## ROWS
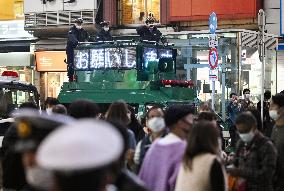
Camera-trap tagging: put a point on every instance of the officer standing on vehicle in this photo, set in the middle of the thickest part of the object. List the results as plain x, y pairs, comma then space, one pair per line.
150, 32
104, 34
76, 34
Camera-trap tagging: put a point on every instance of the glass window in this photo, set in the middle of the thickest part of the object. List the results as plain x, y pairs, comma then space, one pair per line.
136, 11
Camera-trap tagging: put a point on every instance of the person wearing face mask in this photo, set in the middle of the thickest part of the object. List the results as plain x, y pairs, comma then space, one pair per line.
246, 103
32, 127
149, 32
276, 112
104, 34
256, 156
162, 161
76, 34
155, 129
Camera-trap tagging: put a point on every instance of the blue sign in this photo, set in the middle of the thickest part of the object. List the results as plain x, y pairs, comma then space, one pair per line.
213, 23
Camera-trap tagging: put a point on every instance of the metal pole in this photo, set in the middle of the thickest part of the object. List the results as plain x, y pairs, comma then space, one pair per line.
261, 24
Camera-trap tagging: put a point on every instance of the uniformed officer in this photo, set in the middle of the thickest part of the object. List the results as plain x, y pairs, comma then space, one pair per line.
76, 34
81, 155
32, 127
150, 32
104, 34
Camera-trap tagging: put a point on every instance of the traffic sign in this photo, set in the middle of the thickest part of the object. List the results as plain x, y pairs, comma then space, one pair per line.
213, 40
213, 23
213, 58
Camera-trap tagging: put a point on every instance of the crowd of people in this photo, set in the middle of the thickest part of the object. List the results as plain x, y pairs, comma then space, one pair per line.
171, 149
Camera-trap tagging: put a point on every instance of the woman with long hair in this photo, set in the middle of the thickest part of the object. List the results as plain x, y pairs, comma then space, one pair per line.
201, 169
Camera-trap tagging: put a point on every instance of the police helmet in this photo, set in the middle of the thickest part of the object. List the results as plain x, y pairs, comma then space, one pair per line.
150, 20
104, 23
79, 20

## EXERCISE
Rewrite everything from the line with "Camera-trap tagging: put a point on every instance of the woman" through the end of the rows, requests included, and shift both numbers of every coordinate pair in the answers up by 11.

## EXERCISE RESPONSE
Camera-trap tagging: put a point on every instance of the woman with long hair in this photo, set in the middle of the thickest part of the object. List the results as plain x, y pairs, comma then space, one pair per line.
212, 180
Camera-trap tagging: put a point on every instance of the police helmet in this photo, set in the middle of the thickest part of the object. List the results as plain x, y pairs, comma then space, one pair per line.
161, 31
115, 34
90, 31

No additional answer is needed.